● **Brief A**: Copy from the io_uring thread below, word for word, the passage from "I am a kernel" to "is an effort.".

I've said repeatedly I think eBPF is neutral, not inherently one way or another.

But it certainly creates a lot of new possibilities for microkernel-like things (and other things) to be built.


It’s worth looking at the work that Martin Thompson has done with similar techniques in the JVM space with Aeron and Disruptor:

https://aeron.io/

https://lmax-exchange.github.io/disruptor/


It seems to be the same evolution that we've seen in 3D rendering APIs (or more generally: GPU APIs) over the last two decades, and roughly for the same reasons (but it goes beyond just reducing syscall overhead, it's also establishing a pipeline for sending batches of work prepared by the CPU for 'decoupled' execution on the GPU, e.g. trading latency for better throughput).


Yep, command queues are basically how drivers have been for decades now anyway. It just happens to be more widely exposed in user-facing APIs now. If you can call them user-facing APIs. They are hard to use and get right, and nobody writes directly against them. Instead it's best done through a higher level API (eg. an asynchronous system call API) or even higher level through not even knowing about it (eg. modern game engines).

Modern caches are heavily pipelined in order to saturate links and well, as you probably know, games are 1-2 frames behind but do tens of thousands of GPU operations per frame. I guess we can even add modern CPUs to the list? Eg. certain operations cause a pipeline flush just like some rendering operations can cause the same thing, under certain circumstances.

I just found this article about the graphics pipeline from 2011: https://fgiesen.wordpress.com/2011/07/02/a-trip-through-the-...


I am a kernel hacker, and I have worked with io_uring, and I can safely judge that it is very good -- but the main issue is that it represents a totally different approach to I/O (and syscalls generally, which are just I/O in other words), which is going to take the ecosystem a while to reform around. Note that the sample code in the OP's article is much more complex than the traditional approach. It's also very Linux-specific, so any software which takes advantage of it will be less portable or will have to write multiple I/O backends. It's also nontrivial to understand and use effectively, so adding good io_uring support to a project is an effort.


My hope is that Linux ports of kqueue or libdispatch can use io_uring where possible and we would automatically get the benefit, but I'm not familiar enough with the guts of these projects to know how timely or even feasible that is.


interesting whitequark thread on that idea: https://twitter.com/whitequark/status/1521146654535172100


Whats old becomes new again. I worked on some Windows drivers that batched calls into the kernel because of the overhead "back in the day". At the time, we were re-working the drivers to not doing batching anymore because the overhead of syscalls had dropped (as part of a larger clean up of our driver design, not a reason in of itself).


> Whats old becomes new again.

The polled mode of io_uring resembles I/O on CDC mainframes, except that the ‘kernel’ ran on dedicated coprocessors (which incidentally ran multiple tasks in a way similar to what is now called hyperthreading).


Before that in the 60s io command batching was (like most things) done by IBM: https://en.wikipedia.org/wiki/Channel_I/O#Channel_program

These days Linux supports VFIO pass-through for native IBM/360 channel programs if you happen to be running Linux on a IBM mainframe: https://docs.kernel.org/6.1/s390/vfio-ccw.html


io_uring it's not about batching. io_uring is about a new concurrency model based on ring buffers


If it batches syscalls could libc use it in place of the normal syscall method? You’d have to kind of deliberately nerf it by waiting on calls in spite of its async nature but this might still bring a boost due to reduced kernel user mode switching and other overhead.

● **Data rows**:
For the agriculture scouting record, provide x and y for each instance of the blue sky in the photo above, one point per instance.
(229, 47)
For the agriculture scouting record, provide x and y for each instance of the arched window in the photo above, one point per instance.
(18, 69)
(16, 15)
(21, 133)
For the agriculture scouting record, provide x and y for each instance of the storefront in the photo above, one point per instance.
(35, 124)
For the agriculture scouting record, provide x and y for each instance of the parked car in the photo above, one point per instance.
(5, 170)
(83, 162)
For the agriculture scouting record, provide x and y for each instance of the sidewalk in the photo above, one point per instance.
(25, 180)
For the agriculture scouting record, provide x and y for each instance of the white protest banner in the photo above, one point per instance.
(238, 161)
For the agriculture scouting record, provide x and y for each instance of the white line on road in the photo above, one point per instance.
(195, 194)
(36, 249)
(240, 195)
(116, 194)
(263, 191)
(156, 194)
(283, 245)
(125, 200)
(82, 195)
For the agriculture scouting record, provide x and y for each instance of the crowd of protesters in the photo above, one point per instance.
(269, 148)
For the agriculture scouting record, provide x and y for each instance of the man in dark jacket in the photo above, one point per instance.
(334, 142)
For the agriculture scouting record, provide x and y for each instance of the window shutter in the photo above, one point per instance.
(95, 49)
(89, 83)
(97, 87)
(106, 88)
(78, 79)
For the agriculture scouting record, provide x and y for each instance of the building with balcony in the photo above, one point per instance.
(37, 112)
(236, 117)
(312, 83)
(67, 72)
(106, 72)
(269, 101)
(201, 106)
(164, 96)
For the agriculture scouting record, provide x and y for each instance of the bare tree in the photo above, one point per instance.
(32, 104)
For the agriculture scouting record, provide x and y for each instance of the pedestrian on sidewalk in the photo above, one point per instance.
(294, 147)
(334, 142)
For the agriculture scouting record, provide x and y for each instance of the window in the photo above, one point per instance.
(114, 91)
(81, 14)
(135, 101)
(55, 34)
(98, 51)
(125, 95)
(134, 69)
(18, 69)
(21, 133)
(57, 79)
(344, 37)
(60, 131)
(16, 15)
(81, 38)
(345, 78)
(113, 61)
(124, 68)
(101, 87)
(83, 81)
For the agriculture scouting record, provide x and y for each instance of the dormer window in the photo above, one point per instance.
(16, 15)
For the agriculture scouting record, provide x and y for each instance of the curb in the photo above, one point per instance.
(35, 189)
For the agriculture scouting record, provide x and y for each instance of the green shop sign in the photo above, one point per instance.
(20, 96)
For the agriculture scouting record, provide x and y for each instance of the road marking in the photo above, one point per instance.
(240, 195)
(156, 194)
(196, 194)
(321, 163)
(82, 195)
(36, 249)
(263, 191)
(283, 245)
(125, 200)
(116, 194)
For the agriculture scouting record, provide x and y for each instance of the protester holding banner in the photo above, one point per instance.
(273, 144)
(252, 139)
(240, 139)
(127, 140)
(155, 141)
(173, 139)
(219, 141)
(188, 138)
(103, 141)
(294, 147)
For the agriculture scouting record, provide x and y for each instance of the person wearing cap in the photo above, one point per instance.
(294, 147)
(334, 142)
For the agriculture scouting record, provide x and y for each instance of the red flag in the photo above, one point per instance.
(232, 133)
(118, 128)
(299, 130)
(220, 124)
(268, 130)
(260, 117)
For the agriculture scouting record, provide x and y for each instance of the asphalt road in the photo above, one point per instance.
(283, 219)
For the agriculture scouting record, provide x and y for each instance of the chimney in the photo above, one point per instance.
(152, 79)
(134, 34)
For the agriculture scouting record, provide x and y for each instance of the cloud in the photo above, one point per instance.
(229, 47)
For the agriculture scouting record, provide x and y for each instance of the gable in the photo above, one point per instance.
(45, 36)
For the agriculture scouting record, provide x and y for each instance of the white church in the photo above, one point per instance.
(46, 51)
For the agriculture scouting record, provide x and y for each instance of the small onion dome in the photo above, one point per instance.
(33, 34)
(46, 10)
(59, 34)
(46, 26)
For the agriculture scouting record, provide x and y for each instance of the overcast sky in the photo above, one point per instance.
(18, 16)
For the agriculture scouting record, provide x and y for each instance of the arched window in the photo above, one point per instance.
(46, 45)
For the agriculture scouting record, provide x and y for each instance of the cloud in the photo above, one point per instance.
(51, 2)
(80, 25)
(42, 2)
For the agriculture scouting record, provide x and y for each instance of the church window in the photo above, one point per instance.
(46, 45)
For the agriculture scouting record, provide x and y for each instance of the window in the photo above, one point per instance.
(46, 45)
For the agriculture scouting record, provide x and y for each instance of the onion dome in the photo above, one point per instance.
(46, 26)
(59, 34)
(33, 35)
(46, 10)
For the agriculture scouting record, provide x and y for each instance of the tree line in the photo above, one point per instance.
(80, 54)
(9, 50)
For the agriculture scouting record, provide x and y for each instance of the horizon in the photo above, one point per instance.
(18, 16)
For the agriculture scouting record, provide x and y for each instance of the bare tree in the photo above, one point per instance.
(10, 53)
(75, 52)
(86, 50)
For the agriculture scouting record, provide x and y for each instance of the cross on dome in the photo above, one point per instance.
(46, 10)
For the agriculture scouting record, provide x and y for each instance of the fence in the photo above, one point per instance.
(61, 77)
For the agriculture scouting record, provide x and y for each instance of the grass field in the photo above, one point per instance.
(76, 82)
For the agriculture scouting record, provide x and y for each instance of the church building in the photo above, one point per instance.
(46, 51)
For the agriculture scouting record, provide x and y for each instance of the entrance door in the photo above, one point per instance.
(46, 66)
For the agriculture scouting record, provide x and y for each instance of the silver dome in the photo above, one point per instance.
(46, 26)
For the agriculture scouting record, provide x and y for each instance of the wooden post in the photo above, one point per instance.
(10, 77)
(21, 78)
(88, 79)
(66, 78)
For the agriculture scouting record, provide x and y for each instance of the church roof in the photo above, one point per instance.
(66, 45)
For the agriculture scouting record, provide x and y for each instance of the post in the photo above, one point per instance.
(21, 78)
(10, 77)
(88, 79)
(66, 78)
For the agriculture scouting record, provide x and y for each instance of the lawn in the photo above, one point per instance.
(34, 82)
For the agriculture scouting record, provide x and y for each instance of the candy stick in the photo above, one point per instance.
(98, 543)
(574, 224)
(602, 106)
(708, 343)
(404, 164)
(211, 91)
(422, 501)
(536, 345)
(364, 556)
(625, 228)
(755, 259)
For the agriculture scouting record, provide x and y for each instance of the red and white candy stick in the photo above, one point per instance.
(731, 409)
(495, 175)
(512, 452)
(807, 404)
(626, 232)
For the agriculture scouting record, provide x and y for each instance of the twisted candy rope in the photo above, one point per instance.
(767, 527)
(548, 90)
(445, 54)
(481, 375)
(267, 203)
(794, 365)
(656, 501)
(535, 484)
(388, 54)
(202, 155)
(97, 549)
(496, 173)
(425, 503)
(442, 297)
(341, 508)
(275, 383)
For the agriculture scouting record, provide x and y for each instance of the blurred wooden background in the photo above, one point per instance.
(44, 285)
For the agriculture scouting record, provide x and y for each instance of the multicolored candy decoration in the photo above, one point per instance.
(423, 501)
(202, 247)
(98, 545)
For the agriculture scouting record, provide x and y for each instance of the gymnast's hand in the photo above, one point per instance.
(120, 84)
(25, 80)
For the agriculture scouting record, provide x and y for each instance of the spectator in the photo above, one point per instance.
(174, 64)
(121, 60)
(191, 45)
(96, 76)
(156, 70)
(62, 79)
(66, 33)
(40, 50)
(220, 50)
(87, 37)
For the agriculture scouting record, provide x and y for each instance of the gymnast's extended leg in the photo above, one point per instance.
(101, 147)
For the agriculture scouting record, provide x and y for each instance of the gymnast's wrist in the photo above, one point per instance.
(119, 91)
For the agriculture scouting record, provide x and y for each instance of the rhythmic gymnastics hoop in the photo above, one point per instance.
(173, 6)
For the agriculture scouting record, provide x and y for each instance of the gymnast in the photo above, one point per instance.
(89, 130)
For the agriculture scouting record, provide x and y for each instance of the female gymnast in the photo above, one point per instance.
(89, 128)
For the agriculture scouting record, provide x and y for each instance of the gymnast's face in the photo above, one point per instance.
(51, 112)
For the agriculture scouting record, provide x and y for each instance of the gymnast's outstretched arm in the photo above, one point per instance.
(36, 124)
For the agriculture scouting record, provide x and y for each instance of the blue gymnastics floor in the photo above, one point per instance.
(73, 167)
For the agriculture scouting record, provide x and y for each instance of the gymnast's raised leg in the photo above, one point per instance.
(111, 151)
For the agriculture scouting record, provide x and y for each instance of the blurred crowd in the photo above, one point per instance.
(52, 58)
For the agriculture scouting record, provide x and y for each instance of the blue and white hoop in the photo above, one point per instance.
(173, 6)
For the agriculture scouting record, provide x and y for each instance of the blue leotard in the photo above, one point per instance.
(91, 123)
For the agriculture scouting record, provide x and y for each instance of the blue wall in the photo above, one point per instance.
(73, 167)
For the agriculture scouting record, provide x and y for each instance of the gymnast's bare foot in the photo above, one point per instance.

● **Brief B**: Give every row above that contains the word "blurred".

● **Worked solution A**:
I am a kernel hacker, and I have worked with io_uring, and I can safely judge that it is very good -- but the main issue is that it represents a totally different approach to I/O (and syscalls generally, which are just I/O in other words), which is going to take the ecosystem a while to reform around. Note that the sample code in the OP's article is much more complex than the traditional approach. It's also very Linux-specific, so any software which takes advantage of it will be less portable or will have to write multiple I/O backends. It's also nontrivial to understand and use effectively, so adding good io_uring support to a project is an effort.

● **Worked solution B**:
For the agriculture scouting record, provide x and y for each instance of the blurred wooden background in the photo above, one point per instance.
For the agriculture scouting record, provide x and y for each instance of the blurred crowd in the photo above, one point per instance.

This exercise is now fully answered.